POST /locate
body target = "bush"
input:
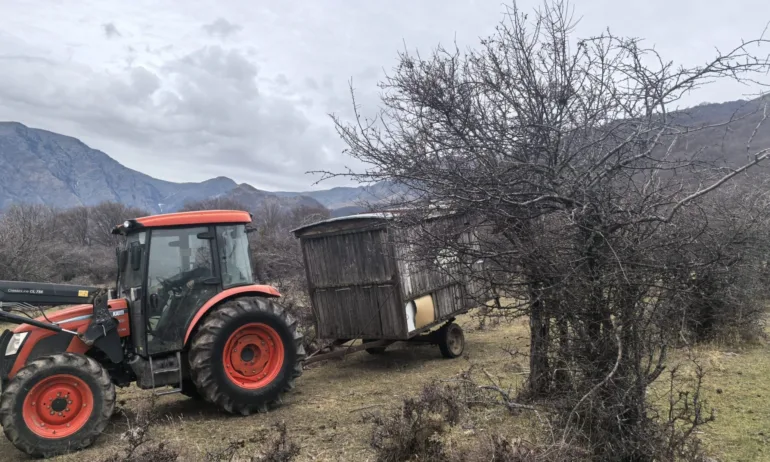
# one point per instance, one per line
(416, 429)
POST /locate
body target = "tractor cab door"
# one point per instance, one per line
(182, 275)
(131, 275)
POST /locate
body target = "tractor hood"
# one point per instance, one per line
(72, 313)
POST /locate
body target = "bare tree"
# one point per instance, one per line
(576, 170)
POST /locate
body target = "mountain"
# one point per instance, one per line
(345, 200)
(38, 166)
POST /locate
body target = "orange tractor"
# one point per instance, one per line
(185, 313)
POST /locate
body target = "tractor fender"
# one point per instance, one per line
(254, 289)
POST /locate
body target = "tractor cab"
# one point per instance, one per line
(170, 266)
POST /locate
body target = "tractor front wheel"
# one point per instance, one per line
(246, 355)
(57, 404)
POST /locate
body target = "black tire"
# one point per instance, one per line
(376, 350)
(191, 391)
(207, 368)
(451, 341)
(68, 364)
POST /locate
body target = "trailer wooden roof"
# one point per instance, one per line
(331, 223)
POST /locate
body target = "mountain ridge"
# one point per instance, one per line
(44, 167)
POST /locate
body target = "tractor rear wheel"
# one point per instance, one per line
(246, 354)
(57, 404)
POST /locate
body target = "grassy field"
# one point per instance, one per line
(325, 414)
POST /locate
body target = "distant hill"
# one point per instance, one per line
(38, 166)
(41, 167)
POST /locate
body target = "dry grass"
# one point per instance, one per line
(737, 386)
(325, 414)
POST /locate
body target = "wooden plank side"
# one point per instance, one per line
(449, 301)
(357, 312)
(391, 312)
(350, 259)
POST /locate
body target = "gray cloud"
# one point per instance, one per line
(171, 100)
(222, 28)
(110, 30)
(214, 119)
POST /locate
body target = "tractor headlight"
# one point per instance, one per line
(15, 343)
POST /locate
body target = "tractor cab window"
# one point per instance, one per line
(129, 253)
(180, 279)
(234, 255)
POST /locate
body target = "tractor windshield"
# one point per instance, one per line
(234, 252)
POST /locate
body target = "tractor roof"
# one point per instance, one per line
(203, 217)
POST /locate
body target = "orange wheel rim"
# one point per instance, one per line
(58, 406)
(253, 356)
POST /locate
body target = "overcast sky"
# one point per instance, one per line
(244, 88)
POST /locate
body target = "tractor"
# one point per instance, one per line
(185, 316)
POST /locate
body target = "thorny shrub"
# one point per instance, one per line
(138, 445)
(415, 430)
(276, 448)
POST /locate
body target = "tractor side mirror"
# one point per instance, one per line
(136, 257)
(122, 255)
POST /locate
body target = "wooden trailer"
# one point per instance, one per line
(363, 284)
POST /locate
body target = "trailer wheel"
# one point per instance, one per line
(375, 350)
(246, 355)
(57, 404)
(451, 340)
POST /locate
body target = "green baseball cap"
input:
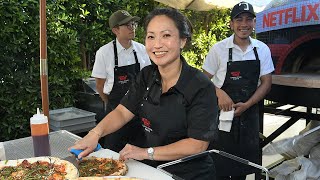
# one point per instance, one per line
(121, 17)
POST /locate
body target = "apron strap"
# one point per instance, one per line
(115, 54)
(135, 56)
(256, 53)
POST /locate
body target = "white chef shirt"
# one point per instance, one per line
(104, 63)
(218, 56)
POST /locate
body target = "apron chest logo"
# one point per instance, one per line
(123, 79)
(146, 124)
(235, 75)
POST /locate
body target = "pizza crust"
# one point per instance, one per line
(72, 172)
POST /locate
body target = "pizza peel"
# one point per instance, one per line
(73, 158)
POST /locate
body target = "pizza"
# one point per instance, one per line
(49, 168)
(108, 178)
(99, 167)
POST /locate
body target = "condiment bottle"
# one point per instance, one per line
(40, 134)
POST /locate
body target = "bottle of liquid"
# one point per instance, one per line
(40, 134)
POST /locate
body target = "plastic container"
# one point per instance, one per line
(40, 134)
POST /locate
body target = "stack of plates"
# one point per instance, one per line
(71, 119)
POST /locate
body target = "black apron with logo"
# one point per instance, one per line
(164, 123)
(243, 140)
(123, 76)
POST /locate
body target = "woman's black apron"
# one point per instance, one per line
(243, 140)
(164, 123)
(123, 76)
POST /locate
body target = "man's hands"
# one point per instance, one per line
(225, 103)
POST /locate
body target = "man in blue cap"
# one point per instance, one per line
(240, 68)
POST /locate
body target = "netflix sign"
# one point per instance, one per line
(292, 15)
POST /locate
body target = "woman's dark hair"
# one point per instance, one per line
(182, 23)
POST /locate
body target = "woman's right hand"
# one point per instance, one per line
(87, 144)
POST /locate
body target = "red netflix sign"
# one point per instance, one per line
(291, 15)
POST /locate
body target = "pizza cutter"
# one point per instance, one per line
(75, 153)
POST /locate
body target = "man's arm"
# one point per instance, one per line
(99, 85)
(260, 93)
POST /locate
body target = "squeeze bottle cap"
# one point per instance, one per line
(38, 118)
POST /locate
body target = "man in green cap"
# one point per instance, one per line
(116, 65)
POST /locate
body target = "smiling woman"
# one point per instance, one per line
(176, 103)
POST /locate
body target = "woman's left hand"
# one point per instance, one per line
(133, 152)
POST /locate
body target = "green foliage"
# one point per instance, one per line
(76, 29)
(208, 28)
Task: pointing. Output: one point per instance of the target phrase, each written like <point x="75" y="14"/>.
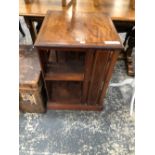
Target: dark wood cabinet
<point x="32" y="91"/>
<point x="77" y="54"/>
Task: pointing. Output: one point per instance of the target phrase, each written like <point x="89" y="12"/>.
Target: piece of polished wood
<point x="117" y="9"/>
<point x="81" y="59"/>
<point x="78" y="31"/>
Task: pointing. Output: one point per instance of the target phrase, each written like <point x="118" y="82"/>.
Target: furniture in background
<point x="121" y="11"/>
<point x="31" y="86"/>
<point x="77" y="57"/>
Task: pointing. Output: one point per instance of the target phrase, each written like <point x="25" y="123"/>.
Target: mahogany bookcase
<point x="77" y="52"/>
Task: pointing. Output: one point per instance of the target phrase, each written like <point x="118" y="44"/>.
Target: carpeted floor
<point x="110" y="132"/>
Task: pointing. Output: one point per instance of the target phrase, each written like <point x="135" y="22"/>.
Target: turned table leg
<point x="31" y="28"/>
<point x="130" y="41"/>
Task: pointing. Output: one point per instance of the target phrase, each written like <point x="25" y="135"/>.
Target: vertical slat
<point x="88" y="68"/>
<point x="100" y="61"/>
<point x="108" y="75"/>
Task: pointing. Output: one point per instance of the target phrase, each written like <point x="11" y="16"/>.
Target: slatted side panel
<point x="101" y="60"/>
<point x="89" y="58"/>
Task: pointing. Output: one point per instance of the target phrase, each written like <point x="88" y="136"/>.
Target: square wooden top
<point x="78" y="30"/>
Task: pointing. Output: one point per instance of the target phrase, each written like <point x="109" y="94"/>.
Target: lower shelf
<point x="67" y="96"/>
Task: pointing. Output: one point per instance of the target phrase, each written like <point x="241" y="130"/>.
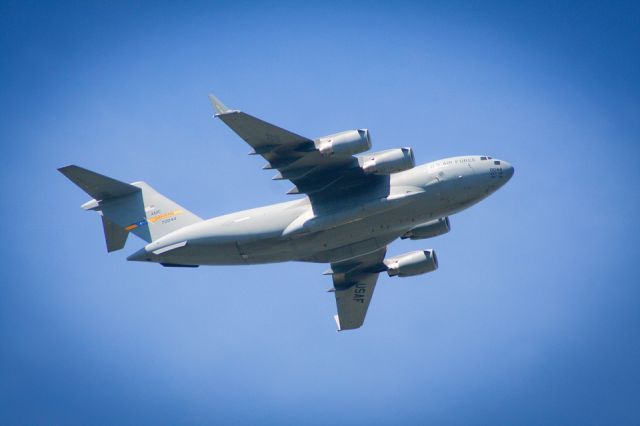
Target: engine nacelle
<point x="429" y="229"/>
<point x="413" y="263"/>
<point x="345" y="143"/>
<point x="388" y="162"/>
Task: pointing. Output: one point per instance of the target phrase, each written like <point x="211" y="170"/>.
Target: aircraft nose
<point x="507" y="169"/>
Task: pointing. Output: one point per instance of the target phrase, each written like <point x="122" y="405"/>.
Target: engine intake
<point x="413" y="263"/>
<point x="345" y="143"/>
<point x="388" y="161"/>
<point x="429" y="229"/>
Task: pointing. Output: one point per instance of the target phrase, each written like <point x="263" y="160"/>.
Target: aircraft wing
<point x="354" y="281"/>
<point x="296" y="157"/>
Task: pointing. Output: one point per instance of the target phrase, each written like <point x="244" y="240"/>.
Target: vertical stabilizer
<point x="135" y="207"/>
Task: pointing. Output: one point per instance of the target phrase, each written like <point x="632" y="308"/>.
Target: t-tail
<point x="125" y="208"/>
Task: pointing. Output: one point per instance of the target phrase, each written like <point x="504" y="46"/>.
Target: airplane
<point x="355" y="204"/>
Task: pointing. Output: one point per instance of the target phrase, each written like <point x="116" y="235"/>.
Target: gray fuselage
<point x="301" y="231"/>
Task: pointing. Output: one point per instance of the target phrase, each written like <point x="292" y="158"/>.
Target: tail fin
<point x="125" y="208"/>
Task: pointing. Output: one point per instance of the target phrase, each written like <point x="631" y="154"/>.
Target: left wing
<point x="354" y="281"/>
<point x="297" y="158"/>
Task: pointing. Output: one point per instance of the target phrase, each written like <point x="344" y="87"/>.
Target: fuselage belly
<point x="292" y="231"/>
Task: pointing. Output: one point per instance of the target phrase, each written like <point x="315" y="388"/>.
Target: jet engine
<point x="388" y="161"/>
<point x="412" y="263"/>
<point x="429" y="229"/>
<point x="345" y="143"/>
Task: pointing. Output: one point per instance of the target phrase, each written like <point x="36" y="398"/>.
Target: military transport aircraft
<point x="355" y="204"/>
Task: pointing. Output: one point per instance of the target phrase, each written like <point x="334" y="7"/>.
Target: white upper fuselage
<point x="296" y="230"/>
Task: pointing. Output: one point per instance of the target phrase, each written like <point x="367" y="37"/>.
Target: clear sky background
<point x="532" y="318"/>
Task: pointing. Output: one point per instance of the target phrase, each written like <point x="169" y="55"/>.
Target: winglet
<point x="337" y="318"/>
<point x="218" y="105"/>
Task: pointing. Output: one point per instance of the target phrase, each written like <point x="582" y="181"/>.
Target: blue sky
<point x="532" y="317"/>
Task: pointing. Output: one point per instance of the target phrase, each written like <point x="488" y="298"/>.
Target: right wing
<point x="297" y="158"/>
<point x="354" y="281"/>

----

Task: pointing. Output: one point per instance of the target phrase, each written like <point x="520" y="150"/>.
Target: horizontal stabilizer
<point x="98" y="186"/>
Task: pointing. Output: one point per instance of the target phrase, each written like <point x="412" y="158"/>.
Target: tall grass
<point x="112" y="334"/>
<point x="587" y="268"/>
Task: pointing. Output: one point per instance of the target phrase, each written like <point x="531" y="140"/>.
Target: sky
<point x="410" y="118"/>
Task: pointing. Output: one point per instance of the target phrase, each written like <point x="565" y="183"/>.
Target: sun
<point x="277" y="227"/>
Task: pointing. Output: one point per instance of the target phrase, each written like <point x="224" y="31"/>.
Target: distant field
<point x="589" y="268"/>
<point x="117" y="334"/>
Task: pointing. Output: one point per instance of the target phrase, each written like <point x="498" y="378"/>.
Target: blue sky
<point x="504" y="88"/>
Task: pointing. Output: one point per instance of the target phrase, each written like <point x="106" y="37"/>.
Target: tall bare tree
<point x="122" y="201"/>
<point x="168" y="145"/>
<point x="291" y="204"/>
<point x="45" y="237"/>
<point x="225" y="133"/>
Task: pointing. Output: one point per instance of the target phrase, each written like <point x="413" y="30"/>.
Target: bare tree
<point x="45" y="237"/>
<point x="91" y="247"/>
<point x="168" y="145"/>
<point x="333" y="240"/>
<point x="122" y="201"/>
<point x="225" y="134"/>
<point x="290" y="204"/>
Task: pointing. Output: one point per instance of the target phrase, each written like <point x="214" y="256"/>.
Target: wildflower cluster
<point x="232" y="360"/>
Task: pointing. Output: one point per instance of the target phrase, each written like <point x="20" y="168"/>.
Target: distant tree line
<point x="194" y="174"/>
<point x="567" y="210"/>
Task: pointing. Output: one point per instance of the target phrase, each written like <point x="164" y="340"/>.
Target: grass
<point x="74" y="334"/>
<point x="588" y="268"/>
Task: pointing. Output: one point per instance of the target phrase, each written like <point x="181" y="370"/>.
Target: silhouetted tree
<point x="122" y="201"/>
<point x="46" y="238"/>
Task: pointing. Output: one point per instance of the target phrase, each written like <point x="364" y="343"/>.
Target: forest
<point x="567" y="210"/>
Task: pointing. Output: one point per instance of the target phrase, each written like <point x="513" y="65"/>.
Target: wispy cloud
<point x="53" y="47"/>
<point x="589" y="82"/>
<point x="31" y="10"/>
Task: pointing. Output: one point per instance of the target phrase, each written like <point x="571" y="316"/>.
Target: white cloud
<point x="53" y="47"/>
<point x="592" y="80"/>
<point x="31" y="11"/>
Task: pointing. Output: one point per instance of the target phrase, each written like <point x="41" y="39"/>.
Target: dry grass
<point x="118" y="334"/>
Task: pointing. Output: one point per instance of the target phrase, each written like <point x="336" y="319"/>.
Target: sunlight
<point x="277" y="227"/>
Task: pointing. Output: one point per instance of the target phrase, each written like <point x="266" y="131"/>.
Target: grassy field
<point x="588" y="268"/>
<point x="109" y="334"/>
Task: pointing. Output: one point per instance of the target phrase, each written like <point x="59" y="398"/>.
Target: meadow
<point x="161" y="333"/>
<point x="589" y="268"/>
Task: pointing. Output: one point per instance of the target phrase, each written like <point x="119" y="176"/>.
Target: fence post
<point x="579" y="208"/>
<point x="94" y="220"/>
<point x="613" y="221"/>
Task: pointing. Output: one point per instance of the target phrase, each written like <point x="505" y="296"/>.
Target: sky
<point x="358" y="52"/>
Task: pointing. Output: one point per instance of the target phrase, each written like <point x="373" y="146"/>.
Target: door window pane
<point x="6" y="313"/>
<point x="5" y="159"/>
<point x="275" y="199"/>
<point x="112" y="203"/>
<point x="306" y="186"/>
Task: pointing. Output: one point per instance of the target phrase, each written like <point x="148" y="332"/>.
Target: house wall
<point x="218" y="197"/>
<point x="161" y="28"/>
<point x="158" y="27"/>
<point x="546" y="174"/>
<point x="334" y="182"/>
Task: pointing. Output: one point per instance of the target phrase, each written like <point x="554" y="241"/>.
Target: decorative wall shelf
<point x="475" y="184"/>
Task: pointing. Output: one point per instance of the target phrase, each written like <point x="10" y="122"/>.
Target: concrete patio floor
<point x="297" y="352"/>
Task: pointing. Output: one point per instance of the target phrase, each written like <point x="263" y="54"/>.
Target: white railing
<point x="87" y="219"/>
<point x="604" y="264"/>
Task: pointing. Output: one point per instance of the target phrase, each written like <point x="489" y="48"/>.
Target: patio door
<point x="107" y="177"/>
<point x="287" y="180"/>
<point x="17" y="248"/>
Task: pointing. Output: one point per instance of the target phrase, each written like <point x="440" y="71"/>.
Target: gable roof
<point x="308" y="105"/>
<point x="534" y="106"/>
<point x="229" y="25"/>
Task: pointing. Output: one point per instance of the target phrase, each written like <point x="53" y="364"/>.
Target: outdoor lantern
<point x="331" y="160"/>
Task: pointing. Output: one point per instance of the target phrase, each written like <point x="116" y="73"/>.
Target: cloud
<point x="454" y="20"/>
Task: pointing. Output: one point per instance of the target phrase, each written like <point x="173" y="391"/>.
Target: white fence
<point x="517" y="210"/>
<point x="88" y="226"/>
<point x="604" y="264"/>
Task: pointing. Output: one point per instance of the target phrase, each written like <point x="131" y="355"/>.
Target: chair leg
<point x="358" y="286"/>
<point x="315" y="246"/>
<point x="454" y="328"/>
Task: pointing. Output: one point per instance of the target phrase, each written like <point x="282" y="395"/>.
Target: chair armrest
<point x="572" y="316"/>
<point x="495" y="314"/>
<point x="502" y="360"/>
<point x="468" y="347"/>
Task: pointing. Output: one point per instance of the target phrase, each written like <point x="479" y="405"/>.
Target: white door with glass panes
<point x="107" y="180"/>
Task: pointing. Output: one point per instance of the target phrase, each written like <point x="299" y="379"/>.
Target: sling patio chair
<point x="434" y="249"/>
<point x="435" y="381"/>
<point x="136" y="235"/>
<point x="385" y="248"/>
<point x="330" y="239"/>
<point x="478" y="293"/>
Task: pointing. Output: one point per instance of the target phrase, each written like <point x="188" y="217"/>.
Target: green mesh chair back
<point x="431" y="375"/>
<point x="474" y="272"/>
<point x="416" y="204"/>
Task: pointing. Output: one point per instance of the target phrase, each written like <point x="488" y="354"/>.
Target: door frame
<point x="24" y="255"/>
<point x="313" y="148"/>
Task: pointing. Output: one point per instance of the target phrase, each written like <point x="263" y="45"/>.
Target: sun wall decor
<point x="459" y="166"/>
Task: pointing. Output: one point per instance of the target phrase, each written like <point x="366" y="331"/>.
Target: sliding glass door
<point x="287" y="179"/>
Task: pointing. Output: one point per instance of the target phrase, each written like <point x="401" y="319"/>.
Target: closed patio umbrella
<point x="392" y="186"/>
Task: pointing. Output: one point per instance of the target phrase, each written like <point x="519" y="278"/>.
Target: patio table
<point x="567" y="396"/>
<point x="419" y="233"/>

----

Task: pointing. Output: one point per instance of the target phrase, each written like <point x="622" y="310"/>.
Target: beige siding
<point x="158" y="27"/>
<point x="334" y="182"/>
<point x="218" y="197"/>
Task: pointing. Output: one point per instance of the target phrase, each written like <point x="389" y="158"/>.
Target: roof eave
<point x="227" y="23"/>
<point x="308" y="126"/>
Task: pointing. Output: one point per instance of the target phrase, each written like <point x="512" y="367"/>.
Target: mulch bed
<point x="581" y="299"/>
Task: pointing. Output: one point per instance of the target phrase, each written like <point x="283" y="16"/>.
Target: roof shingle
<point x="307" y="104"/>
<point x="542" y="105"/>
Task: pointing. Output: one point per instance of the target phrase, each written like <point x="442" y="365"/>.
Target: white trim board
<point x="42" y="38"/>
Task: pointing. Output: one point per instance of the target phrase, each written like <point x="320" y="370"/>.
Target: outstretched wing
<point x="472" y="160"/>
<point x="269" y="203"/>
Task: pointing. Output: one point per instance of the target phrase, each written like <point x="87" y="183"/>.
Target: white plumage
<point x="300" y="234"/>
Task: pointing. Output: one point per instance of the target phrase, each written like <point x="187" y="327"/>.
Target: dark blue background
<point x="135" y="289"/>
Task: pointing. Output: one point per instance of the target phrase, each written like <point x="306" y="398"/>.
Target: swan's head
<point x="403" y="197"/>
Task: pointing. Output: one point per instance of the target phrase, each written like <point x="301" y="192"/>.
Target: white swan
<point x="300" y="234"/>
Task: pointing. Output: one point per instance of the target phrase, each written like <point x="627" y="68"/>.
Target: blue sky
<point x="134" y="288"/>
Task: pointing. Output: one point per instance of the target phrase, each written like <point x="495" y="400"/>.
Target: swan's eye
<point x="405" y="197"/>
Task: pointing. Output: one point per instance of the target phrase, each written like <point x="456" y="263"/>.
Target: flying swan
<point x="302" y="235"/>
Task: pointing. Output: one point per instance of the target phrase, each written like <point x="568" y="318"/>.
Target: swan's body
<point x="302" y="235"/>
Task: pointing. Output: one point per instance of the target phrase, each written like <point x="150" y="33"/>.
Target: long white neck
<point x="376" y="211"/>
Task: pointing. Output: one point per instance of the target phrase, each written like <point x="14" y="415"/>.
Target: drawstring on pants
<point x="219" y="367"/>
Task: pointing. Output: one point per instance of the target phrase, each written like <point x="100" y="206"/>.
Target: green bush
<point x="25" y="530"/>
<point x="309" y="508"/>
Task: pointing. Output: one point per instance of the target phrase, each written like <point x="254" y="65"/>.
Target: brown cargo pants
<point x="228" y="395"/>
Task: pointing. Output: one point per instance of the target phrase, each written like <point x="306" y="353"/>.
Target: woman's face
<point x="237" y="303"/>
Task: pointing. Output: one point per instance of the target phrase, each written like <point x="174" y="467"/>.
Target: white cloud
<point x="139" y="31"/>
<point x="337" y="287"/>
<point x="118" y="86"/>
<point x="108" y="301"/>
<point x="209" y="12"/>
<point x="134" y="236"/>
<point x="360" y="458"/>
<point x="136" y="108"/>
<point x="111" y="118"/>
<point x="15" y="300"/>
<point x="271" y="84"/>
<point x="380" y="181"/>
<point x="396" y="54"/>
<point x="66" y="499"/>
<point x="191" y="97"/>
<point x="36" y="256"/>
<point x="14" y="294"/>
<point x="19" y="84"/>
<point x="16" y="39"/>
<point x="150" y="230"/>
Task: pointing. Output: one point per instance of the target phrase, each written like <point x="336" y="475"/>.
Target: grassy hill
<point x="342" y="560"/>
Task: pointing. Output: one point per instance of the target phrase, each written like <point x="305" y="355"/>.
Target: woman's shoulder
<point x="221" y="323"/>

----

## Directions
In the data above, find each line that uses the string "pizza". Copy it.

## Solution for this exercise
body target = "pizza crust"
body target = "pizza peel"
body target = "pizza"
body target = "pizza cutter"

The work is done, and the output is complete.